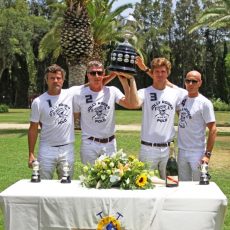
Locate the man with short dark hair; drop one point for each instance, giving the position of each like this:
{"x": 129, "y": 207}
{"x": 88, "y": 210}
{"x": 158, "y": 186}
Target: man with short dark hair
{"x": 196, "y": 113}
{"x": 54, "y": 113}
{"x": 96, "y": 103}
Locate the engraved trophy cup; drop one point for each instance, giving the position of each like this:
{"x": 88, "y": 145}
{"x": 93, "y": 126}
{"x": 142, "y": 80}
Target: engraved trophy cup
{"x": 35, "y": 174}
{"x": 123, "y": 57}
{"x": 204, "y": 177}
{"x": 65, "y": 169}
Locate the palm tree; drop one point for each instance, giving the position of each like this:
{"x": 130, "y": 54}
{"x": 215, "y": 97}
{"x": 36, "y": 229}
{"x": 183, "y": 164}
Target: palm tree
{"x": 216, "y": 16}
{"x": 73, "y": 31}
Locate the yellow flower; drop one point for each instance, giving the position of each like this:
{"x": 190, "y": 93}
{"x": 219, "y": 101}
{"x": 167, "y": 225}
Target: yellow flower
{"x": 141, "y": 180}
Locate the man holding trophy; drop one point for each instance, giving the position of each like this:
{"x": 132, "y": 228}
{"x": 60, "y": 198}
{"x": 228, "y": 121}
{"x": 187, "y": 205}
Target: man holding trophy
{"x": 96, "y": 103}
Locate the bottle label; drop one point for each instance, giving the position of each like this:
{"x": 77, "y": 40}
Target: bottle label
{"x": 172, "y": 180}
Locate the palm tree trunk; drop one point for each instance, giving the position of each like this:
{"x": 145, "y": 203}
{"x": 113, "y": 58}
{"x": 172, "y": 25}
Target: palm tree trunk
{"x": 77, "y": 74}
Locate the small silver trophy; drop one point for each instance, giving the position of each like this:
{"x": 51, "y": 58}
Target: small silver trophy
{"x": 35, "y": 174}
{"x": 204, "y": 177}
{"x": 65, "y": 169}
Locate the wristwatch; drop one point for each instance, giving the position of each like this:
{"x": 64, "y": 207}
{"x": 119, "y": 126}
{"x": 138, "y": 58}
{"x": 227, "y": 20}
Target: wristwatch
{"x": 208, "y": 154}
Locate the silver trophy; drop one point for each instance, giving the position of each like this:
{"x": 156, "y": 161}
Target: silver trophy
{"x": 65, "y": 169}
{"x": 124, "y": 56}
{"x": 35, "y": 174}
{"x": 204, "y": 176}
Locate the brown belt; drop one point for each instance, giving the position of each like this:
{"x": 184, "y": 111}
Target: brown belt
{"x": 103, "y": 140}
{"x": 155, "y": 144}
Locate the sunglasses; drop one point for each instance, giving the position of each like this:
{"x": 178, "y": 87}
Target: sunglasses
{"x": 94, "y": 73}
{"x": 188, "y": 81}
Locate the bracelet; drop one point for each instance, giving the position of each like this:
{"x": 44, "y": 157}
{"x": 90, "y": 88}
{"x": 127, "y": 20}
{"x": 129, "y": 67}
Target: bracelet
{"x": 131, "y": 79}
{"x": 208, "y": 154}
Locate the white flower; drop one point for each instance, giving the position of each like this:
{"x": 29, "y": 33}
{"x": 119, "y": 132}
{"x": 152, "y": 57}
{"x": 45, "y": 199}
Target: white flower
{"x": 111, "y": 164}
{"x": 114, "y": 178}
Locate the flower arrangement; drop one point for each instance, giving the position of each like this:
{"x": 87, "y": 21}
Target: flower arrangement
{"x": 117, "y": 170}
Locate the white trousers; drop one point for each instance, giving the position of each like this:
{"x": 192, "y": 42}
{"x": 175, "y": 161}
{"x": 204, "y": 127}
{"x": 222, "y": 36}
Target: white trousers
{"x": 156, "y": 157}
{"x": 188, "y": 165}
{"x": 91, "y": 150}
{"x": 51, "y": 158}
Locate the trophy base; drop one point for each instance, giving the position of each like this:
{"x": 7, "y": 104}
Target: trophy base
{"x": 124, "y": 69}
{"x": 66, "y": 180}
{"x": 35, "y": 179}
{"x": 204, "y": 182}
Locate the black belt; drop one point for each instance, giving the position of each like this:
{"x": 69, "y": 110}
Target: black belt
{"x": 59, "y": 145}
{"x": 103, "y": 140}
{"x": 155, "y": 144}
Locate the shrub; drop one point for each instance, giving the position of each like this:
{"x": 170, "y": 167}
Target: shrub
{"x": 4, "y": 108}
{"x": 220, "y": 105}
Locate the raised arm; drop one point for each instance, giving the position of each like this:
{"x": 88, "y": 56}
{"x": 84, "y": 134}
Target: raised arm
{"x": 131, "y": 100}
{"x": 140, "y": 63}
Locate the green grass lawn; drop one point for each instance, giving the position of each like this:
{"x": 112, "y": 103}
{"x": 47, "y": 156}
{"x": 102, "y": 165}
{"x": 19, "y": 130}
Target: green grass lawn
{"x": 14, "y": 155}
{"x": 122, "y": 117}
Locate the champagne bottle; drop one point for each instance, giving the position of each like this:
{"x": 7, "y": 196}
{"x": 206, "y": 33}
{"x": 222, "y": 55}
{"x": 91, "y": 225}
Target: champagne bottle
{"x": 171, "y": 179}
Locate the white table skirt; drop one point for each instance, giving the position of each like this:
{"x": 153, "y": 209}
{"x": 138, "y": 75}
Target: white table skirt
{"x": 50, "y": 205}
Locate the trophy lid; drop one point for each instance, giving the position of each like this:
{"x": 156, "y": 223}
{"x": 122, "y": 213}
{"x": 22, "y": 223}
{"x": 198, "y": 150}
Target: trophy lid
{"x": 123, "y": 58}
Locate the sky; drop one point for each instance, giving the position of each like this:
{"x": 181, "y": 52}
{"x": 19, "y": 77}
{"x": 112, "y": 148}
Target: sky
{"x": 122, "y": 2}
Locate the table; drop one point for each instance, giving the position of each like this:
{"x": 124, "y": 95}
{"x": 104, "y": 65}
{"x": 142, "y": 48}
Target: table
{"x": 50, "y": 205}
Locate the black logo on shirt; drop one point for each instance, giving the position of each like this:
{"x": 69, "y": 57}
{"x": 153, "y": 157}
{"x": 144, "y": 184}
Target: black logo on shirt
{"x": 60, "y": 113}
{"x": 184, "y": 116}
{"x": 161, "y": 110}
{"x": 100, "y": 111}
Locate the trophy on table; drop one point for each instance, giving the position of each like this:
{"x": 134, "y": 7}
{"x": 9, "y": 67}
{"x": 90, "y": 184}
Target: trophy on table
{"x": 65, "y": 169}
{"x": 124, "y": 56}
{"x": 35, "y": 174}
{"x": 204, "y": 177}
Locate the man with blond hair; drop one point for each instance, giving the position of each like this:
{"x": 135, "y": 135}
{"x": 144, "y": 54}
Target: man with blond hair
{"x": 159, "y": 103}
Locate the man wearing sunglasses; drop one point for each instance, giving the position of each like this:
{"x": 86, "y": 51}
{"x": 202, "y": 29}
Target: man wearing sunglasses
{"x": 196, "y": 113}
{"x": 53, "y": 112}
{"x": 96, "y": 103}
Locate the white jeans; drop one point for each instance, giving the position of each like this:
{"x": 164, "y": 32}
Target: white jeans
{"x": 157, "y": 157}
{"x": 51, "y": 158}
{"x": 91, "y": 150}
{"x": 188, "y": 165}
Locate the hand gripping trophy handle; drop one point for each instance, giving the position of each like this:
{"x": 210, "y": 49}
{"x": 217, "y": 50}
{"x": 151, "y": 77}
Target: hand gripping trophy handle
{"x": 35, "y": 174}
{"x": 65, "y": 169}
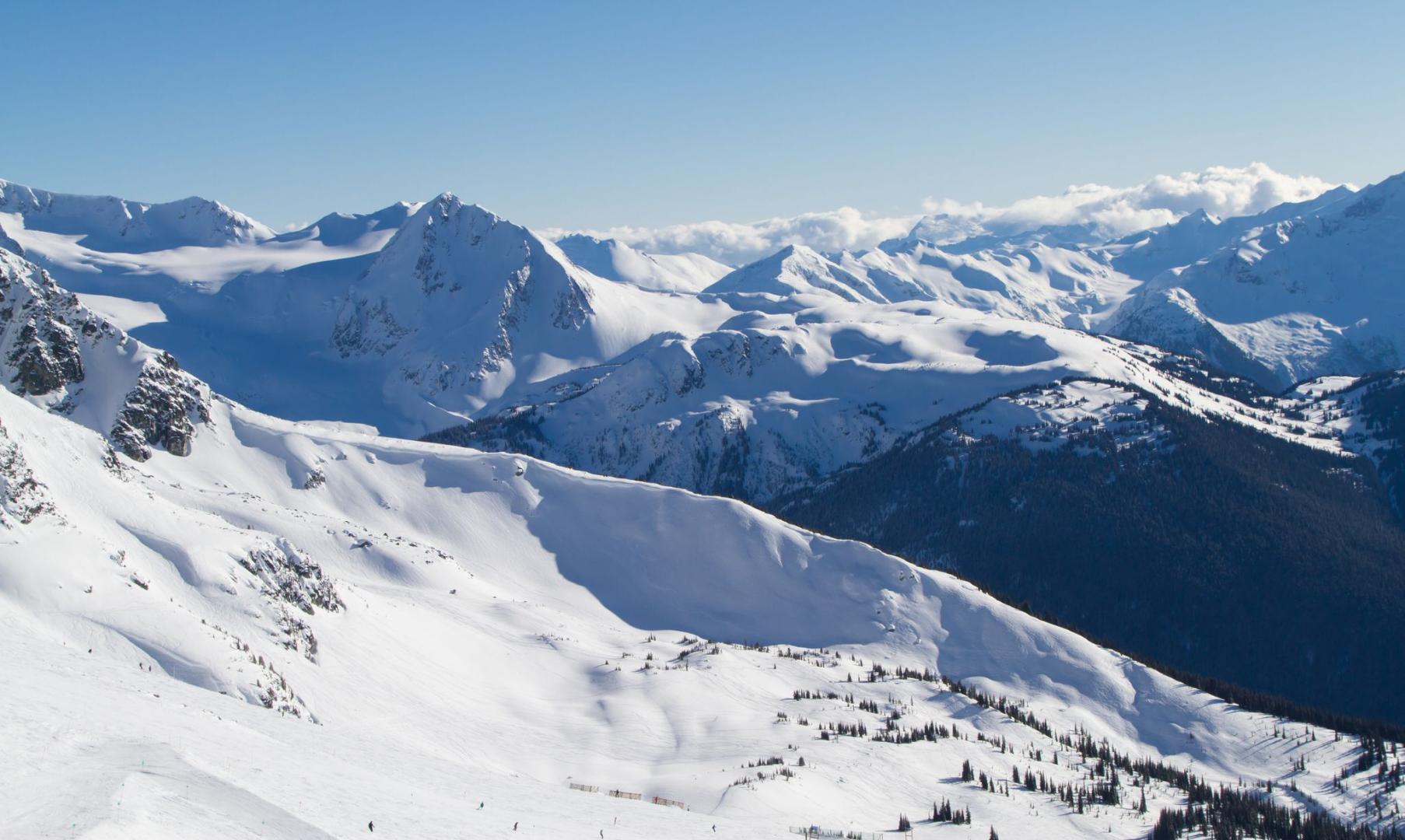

====================

▸ **Directions for this task**: Rewrite the entries from the line with "Locate the hand" through the end of the entries, keeping the requests and their sample points unchanged but shifting every x and y coordinate in the answer points up by 147, and leave out any pictures.

▸ **Full response**:
Locate the hand gripping trophy handle; drop one point for each instance, giving the position of each like this:
{"x": 210, "y": 49}
{"x": 217, "y": 50}
{"x": 151, "y": 77}
Target: hand gripping trophy handle
{"x": 182, "y": 321}
{"x": 212, "y": 316}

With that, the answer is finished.